== EXERCISE DESCRIPTION ==
Once the line with "honestly just need the box coordinates for the glass stem" is reached, output it and every line after it, exactly, through the end of the records below. Pictures are skipped.

BEGIN PROVIDED MATERIAL

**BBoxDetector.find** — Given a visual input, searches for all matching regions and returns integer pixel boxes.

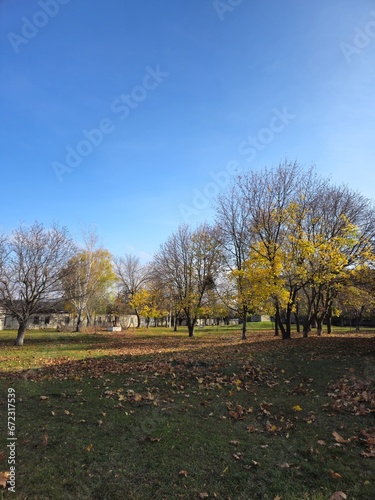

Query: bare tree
[153,224,222,337]
[0,222,76,346]
[113,254,149,327]
[214,186,253,339]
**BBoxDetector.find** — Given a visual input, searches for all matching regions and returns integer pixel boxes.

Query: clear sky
[1,0,374,261]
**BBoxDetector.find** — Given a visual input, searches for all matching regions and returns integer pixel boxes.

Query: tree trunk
[276,303,288,339]
[302,317,312,338]
[15,321,28,346]
[355,317,361,332]
[355,306,365,331]
[75,309,83,332]
[326,316,332,334]
[302,326,309,338]
[285,304,292,339]
[86,309,92,327]
[326,306,332,334]
[316,317,323,336]
[135,311,141,328]
[187,317,195,337]
[295,313,300,333]
[241,306,247,340]
[274,317,279,336]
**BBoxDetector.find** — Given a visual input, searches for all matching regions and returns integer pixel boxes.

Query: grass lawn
[0,326,374,499]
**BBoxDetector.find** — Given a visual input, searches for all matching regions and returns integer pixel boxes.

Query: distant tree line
[1,160,375,346]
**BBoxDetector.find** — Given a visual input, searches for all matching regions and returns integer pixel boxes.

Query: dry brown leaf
[329,492,347,500]
[330,470,342,479]
[145,436,161,443]
[178,470,188,477]
[198,493,209,499]
[332,431,350,444]
[42,434,48,446]
[0,471,10,489]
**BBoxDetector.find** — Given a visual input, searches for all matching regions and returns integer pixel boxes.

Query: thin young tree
[61,231,115,332]
[214,186,253,339]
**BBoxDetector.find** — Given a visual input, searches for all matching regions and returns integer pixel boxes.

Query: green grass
[0,327,374,499]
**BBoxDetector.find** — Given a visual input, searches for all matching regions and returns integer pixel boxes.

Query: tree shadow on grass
[0,332,374,382]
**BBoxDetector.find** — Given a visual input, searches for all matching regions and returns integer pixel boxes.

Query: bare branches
[0,222,76,345]
[113,254,149,327]
[213,160,375,338]
[152,224,222,336]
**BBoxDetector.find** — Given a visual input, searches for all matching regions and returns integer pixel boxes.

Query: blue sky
[1,0,374,261]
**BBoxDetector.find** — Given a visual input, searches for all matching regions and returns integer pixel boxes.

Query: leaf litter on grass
[1,330,375,498]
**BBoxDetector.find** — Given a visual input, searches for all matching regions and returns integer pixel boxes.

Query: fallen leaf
[0,471,10,489]
[199,493,209,499]
[42,434,48,446]
[86,444,93,452]
[332,431,350,444]
[329,492,347,500]
[265,421,280,433]
[330,470,342,479]
[293,405,302,412]
[229,440,240,446]
[0,452,4,461]
[145,436,161,443]
[40,396,49,401]
[178,470,188,477]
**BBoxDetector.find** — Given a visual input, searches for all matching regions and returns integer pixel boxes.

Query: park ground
[0,324,374,499]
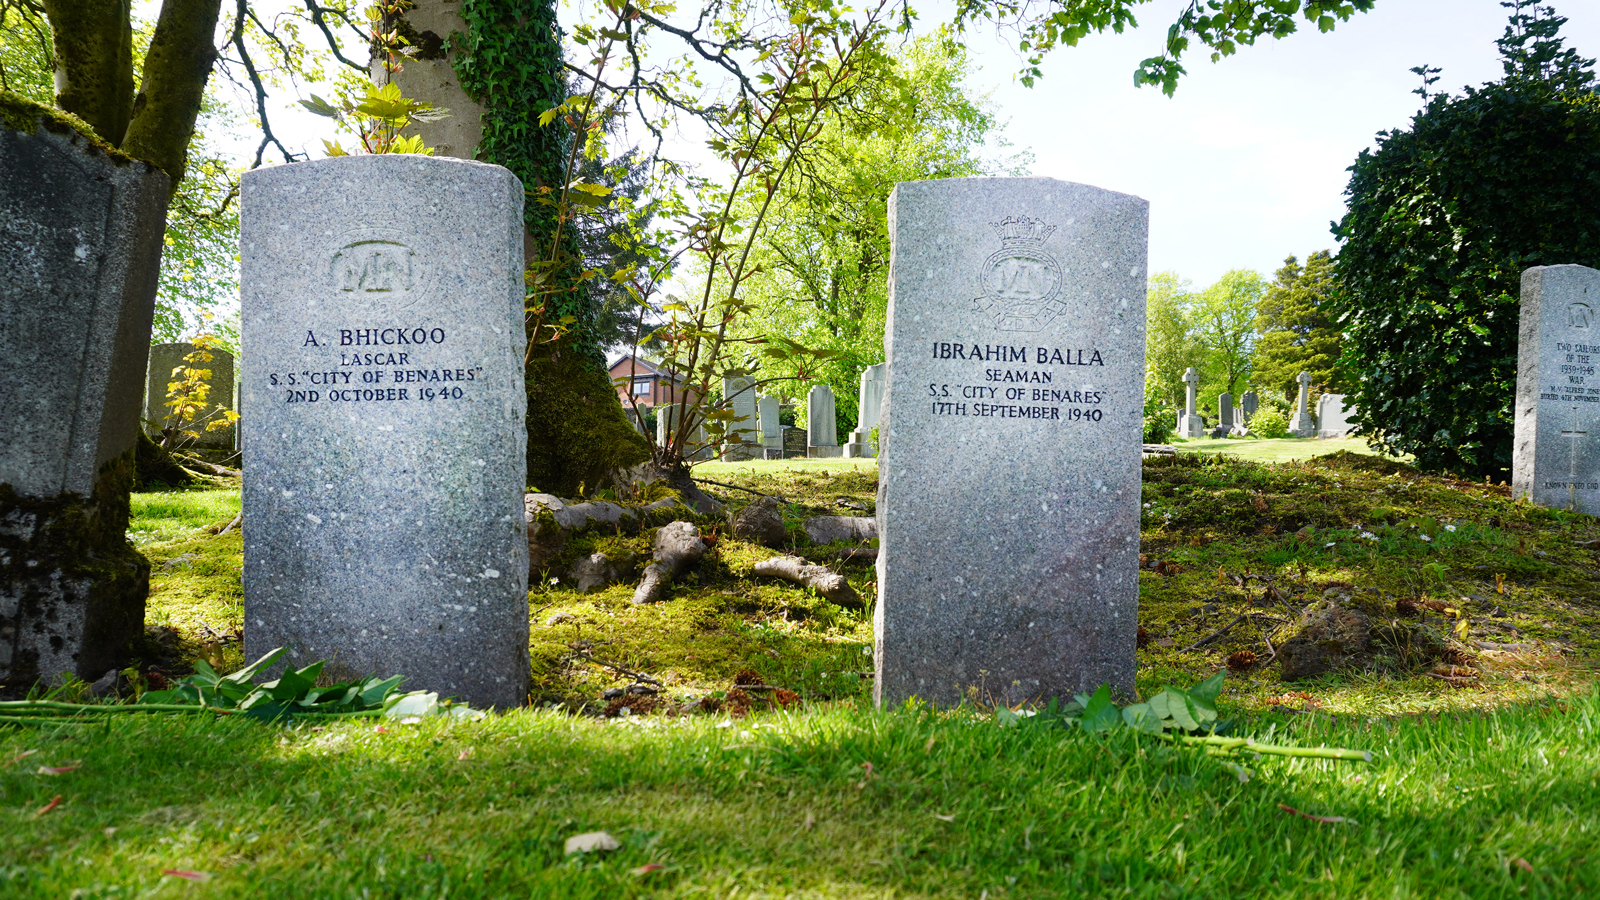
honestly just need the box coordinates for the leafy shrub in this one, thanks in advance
[1250,408,1290,439]
[1330,6,1600,478]
[1143,397,1173,443]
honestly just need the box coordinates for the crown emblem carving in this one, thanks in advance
[991,216,1056,250]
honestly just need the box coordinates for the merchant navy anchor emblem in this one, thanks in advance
[972,215,1063,333]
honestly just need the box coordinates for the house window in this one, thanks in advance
[632,377,652,396]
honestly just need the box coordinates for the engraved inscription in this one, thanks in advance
[926,340,1107,424]
[1572,302,1593,329]
[330,240,415,293]
[972,216,1064,333]
[266,326,485,406]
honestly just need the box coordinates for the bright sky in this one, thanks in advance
[221,0,1600,291]
[947,0,1600,287]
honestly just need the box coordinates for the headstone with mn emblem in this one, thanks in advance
[1514,265,1600,514]
[876,177,1147,707]
[241,155,530,707]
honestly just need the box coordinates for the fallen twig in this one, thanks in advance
[1182,614,1248,652]
[692,477,768,498]
[1278,803,1358,824]
[573,651,663,687]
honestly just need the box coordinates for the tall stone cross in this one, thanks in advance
[1183,367,1199,415]
[1296,370,1311,414]
[1562,406,1587,478]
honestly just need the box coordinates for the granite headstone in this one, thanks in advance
[1217,392,1234,432]
[241,155,530,708]
[1513,265,1600,514]
[807,384,841,457]
[0,115,169,686]
[757,395,783,460]
[657,402,710,461]
[1240,390,1258,425]
[876,176,1147,707]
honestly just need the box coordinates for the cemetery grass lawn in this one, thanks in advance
[3,690,1599,897]
[16,453,1589,895]
[1168,435,1403,464]
[131,482,245,668]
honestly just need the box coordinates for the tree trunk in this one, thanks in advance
[121,0,224,188]
[41,0,135,145]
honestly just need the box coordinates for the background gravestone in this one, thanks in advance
[0,116,169,688]
[1240,391,1258,427]
[1316,393,1355,438]
[1217,392,1234,432]
[241,155,530,708]
[876,176,1147,707]
[782,426,807,458]
[845,362,886,458]
[1293,371,1316,437]
[1178,367,1205,437]
[808,384,841,457]
[757,395,783,459]
[721,376,758,461]
[1513,265,1600,514]
[143,342,237,449]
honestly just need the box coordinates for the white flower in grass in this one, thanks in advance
[1359,531,1377,542]
[1420,534,1433,542]
[1324,542,1337,548]
[1445,524,1457,532]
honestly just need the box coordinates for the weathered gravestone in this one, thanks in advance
[1217,392,1235,432]
[808,384,841,457]
[143,342,237,448]
[1178,367,1205,438]
[720,376,758,461]
[241,155,530,707]
[1240,390,1258,428]
[0,114,169,688]
[1293,371,1315,437]
[757,395,783,459]
[876,177,1147,707]
[845,362,886,458]
[657,403,710,461]
[1316,393,1355,438]
[1513,265,1600,514]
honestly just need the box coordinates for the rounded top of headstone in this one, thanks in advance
[890,175,1148,210]
[241,153,523,193]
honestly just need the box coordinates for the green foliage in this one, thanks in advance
[1247,406,1290,439]
[1253,250,1341,403]
[1192,268,1263,396]
[299,81,449,156]
[953,0,1376,92]
[730,30,1020,429]
[157,333,238,451]
[1144,272,1202,410]
[1142,393,1172,443]
[1331,2,1600,478]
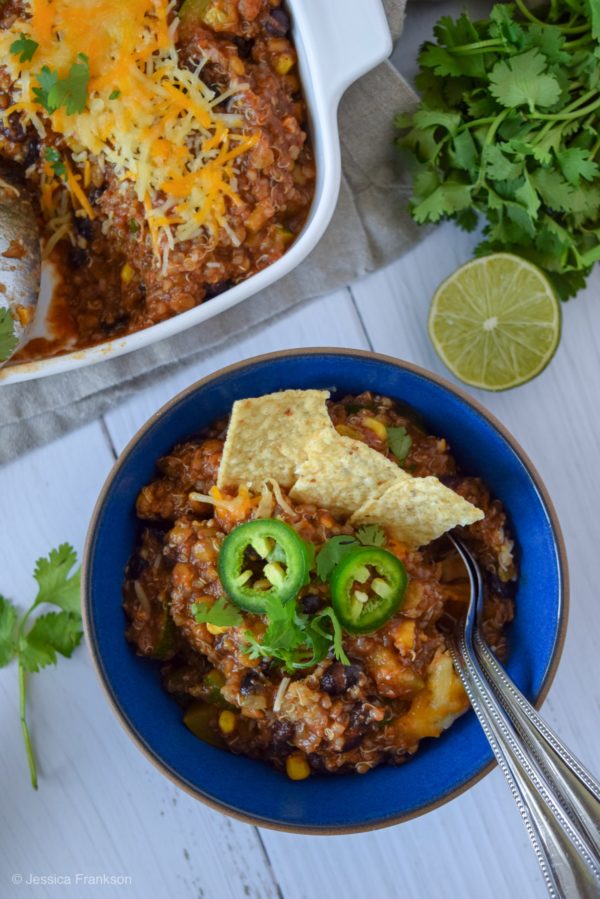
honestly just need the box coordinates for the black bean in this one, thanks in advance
[100,313,129,335]
[440,475,463,490]
[319,662,361,696]
[88,185,106,206]
[240,670,262,695]
[234,36,252,59]
[342,733,364,752]
[74,216,93,241]
[23,137,40,168]
[487,573,517,599]
[348,702,370,732]
[307,752,327,772]
[68,246,88,269]
[271,719,294,753]
[204,280,234,299]
[2,112,27,144]
[265,8,290,36]
[299,593,320,615]
[127,554,147,579]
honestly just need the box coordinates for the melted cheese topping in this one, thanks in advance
[0,0,258,263]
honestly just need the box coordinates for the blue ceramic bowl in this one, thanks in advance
[83,350,568,833]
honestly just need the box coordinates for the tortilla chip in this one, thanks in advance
[289,429,407,517]
[217,389,333,491]
[350,476,483,548]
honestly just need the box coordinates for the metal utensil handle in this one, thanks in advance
[474,632,600,857]
[450,630,600,899]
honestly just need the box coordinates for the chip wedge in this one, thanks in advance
[289,428,406,517]
[428,253,561,391]
[217,389,333,491]
[350,476,483,548]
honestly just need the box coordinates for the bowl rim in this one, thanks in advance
[82,347,569,834]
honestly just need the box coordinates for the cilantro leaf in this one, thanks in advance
[483,145,523,182]
[451,129,477,175]
[315,535,359,582]
[311,608,350,666]
[489,49,561,110]
[108,89,120,100]
[387,426,412,463]
[488,4,525,48]
[192,597,243,628]
[44,147,66,178]
[356,524,386,548]
[10,33,39,64]
[243,599,349,671]
[243,598,310,668]
[20,611,82,673]
[0,595,18,667]
[529,169,574,213]
[32,66,59,112]
[556,148,599,186]
[0,307,18,362]
[302,539,316,585]
[33,54,90,115]
[33,543,81,615]
[411,180,472,224]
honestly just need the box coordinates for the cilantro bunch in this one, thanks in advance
[396,0,600,299]
[0,545,82,789]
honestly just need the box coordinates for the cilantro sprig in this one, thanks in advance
[243,598,349,672]
[33,53,90,116]
[396,1,600,299]
[315,524,387,582]
[0,307,18,362]
[44,147,66,179]
[0,545,82,789]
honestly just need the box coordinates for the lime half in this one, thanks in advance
[428,253,561,391]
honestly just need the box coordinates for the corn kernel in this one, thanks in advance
[218,710,237,735]
[15,304,32,327]
[206,622,229,635]
[363,417,388,440]
[120,262,135,284]
[286,752,310,781]
[335,423,362,440]
[275,224,294,244]
[204,6,231,28]
[230,57,245,76]
[274,54,295,75]
[393,620,416,655]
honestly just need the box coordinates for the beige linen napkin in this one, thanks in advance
[0,0,421,464]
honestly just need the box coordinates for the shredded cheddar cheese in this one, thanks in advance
[0,0,259,265]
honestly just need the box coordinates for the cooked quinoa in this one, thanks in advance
[124,393,517,777]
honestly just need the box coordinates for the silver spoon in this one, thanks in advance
[0,162,41,363]
[447,535,600,899]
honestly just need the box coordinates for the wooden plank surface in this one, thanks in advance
[0,424,284,899]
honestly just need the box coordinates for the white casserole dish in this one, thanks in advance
[1,0,391,385]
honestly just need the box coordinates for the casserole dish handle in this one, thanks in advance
[294,0,393,106]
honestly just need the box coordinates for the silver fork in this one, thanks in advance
[447,535,600,899]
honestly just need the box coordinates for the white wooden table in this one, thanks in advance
[1,4,599,898]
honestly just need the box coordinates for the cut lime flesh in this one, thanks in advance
[428,253,561,391]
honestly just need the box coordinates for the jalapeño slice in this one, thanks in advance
[330,546,407,635]
[217,519,307,613]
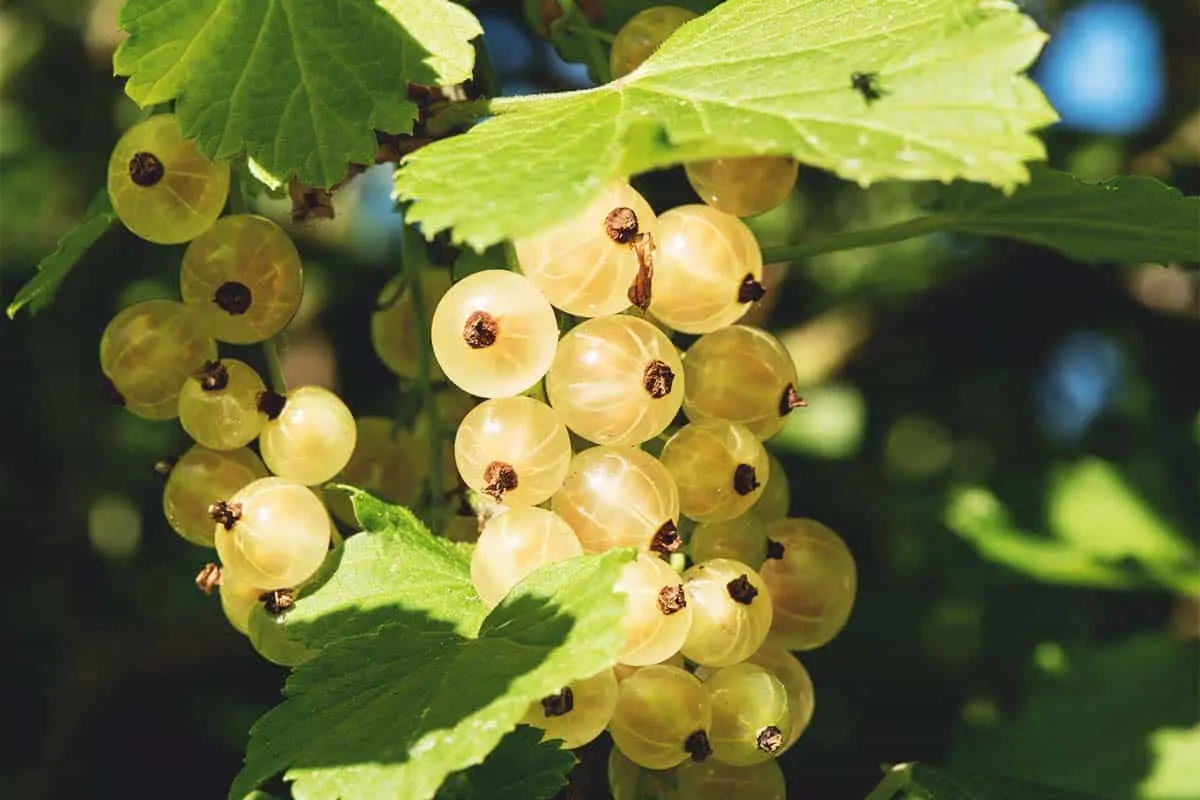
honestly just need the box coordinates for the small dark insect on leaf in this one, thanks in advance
[851,71,885,103]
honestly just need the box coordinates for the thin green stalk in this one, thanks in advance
[401,228,444,521]
[262,336,288,394]
[228,162,250,214]
[424,99,493,137]
[559,0,612,84]
[863,763,914,800]
[760,214,950,263]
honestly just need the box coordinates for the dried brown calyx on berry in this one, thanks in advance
[482,460,518,501]
[463,310,499,349]
[642,360,675,398]
[737,274,766,303]
[540,687,574,717]
[779,383,806,414]
[650,521,681,555]
[208,500,242,531]
[733,464,759,495]
[213,282,252,315]
[726,573,759,604]
[657,584,687,615]
[256,390,287,420]
[128,152,165,187]
[194,562,222,594]
[262,588,295,615]
[196,360,230,391]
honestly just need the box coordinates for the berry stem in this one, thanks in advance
[864,763,916,800]
[228,165,250,215]
[558,0,612,83]
[401,225,445,524]
[760,214,947,263]
[262,337,288,394]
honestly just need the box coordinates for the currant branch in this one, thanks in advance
[400,222,445,528]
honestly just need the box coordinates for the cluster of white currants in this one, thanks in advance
[100,113,357,665]
[409,14,858,797]
[94,8,859,796]
[425,170,856,794]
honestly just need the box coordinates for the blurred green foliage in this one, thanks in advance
[1,1,1197,799]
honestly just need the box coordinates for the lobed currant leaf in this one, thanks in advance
[283,487,486,646]
[230,545,634,800]
[434,725,575,800]
[398,0,1057,250]
[6,191,118,319]
[938,166,1200,264]
[114,0,481,188]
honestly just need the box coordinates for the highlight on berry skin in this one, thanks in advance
[551,445,681,554]
[545,315,684,446]
[213,476,332,591]
[258,386,357,487]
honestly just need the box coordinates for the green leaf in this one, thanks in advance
[398,0,1056,249]
[435,725,574,800]
[949,635,1200,799]
[939,166,1200,264]
[1046,459,1196,570]
[1138,724,1200,800]
[523,0,718,37]
[945,473,1200,594]
[285,488,486,646]
[230,548,634,800]
[114,0,482,188]
[898,763,1110,799]
[945,486,1143,590]
[6,191,117,319]
[451,242,511,281]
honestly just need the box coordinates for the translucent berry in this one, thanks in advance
[685,156,799,218]
[180,214,304,344]
[551,446,680,554]
[760,518,856,650]
[430,269,558,398]
[545,315,684,446]
[515,180,659,317]
[659,420,769,523]
[454,397,572,507]
[106,114,229,244]
[649,205,764,334]
[681,558,773,667]
[100,299,217,420]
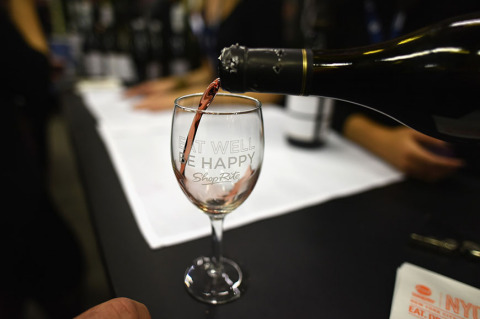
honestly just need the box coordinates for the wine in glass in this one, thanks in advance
[171,86,264,304]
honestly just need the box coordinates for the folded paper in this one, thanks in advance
[80,84,403,249]
[390,263,480,319]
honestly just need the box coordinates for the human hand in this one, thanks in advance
[371,126,464,181]
[123,63,215,111]
[124,77,180,98]
[125,81,213,111]
[123,80,177,111]
[122,77,180,111]
[128,91,179,111]
[344,114,464,182]
[74,298,151,319]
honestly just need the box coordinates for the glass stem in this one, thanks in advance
[209,216,224,270]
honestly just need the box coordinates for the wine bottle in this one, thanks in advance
[284,0,334,148]
[99,0,116,78]
[218,12,480,144]
[82,0,104,77]
[146,18,164,79]
[130,16,150,82]
[112,0,137,85]
[167,2,190,76]
[285,95,334,148]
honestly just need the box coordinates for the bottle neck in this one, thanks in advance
[218,43,404,97]
[217,20,434,97]
[218,45,313,95]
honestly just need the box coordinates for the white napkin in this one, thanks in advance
[78,83,403,249]
[390,263,480,319]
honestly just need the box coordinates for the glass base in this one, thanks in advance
[184,256,242,304]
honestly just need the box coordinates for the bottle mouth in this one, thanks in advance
[218,44,246,93]
[219,44,243,74]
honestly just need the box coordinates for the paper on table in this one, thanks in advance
[79,84,403,249]
[390,263,480,319]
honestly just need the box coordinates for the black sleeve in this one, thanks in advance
[0,8,51,103]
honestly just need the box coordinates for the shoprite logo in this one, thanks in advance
[412,284,435,304]
[415,284,432,296]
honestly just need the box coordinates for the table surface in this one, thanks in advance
[63,92,480,319]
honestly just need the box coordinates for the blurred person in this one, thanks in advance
[124,0,285,110]
[0,0,85,317]
[74,298,151,319]
[328,0,480,181]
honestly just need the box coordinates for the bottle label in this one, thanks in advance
[104,53,117,78]
[116,54,137,83]
[84,51,103,76]
[170,59,190,76]
[285,95,334,143]
[287,95,321,115]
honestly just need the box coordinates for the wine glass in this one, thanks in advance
[171,92,264,304]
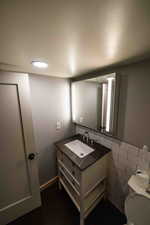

END PROVIDED MATERIAL

== YOUR RESPONSE ==
honestly just need the box coordinates for the glass stem in this one, thanks in advance
[209,216,224,270]
honestly just need the box coordinates for the wine bottle in this one, thanks in advance
[284,0,334,148]
[99,0,116,78]
[218,12,480,144]
[82,0,104,77]
[146,18,164,79]
[130,16,150,82]
[112,0,137,85]
[167,2,190,76]
[285,95,334,148]
honestly just need the box coordinates for the bottle neck in this one, thanks in advance
[218,43,404,97]
[217,20,434,97]
[218,45,313,95]
honestly just need the box coordinates for the white napkin in this one, thanks in advance
[78,83,403,249]
[390,263,480,319]
honestly just need the box coordinates for the glass base in this one, thanks in advance
[184,256,242,304]
honestly just need the box coordinates for the bottle mouth in this one, thanks in advance
[218,44,246,93]
[219,44,243,74]
honestly just need the box coordinates for the paper on table in this one, thanks in advance
[79,84,403,249]
[390,263,480,319]
honestly just need the box coordinates for the black sleeve in this one, thanks in advance
[0,8,51,103]
honestly just need the box coordinates for the shoprite logo in this one, thanks in advance
[412,284,435,304]
[415,284,432,296]
honestly just need the box coordinates for the table surface in this one, thanks in advance
[63,92,480,319]
honestly just need the box coordinates for the blurred person in this one, thanks in advance
[124,0,285,110]
[0,0,85,317]
[74,298,151,319]
[328,0,480,181]
honestly just need the box coordinates for the bottle label in this one, thanks in advance
[104,53,117,78]
[116,54,137,83]
[84,51,103,76]
[170,59,190,76]
[285,95,334,143]
[287,95,321,115]
honestly just need the box coordinates for the wine glass in this one, thanks in advance
[171,92,264,304]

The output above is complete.